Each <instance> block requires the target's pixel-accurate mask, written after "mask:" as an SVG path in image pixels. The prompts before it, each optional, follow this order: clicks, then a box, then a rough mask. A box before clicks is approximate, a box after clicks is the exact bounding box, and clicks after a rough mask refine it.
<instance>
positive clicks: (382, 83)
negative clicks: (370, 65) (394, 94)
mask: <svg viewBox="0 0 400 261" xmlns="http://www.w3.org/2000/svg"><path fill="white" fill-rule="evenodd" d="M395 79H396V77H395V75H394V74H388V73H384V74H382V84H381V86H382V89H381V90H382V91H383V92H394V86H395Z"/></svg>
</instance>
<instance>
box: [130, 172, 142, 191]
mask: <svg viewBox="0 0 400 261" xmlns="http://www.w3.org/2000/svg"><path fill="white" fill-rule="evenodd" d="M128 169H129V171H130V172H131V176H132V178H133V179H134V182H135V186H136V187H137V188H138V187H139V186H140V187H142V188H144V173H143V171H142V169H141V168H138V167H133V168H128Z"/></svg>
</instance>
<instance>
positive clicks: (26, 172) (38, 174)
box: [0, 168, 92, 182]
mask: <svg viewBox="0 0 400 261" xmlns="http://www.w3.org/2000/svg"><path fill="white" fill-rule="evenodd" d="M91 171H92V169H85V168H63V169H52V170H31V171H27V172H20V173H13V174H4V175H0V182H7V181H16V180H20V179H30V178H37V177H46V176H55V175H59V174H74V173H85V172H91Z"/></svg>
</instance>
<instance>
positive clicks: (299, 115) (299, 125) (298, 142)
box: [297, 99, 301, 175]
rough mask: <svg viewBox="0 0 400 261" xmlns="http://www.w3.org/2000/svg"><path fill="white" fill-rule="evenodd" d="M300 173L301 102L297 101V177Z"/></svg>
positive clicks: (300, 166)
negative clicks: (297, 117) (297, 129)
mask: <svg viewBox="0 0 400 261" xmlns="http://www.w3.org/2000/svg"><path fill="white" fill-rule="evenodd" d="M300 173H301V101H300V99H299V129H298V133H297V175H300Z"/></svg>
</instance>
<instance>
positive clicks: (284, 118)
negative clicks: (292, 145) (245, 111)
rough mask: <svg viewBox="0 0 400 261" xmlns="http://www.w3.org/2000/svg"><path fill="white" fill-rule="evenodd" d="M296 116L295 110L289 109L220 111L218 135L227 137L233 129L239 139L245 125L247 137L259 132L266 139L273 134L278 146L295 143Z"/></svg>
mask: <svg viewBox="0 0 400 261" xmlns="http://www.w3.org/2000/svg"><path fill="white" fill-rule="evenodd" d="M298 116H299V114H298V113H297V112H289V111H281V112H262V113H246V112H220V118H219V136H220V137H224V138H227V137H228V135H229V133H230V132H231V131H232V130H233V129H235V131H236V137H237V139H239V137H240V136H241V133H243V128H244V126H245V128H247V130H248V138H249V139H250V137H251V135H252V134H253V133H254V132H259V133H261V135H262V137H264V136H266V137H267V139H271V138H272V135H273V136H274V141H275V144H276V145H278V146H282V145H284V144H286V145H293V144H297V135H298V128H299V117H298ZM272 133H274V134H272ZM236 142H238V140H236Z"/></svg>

→ **What is required**: Whenever the word "positive" occurs in a line above, copy that line.

→ **Reply to the task**:
positive clicks: (382, 83)
positive clicks: (26, 172) (38, 174)
positive clicks: (299, 115) (299, 125) (298, 142)
positive clicks: (300, 166)
positive clicks: (284, 118)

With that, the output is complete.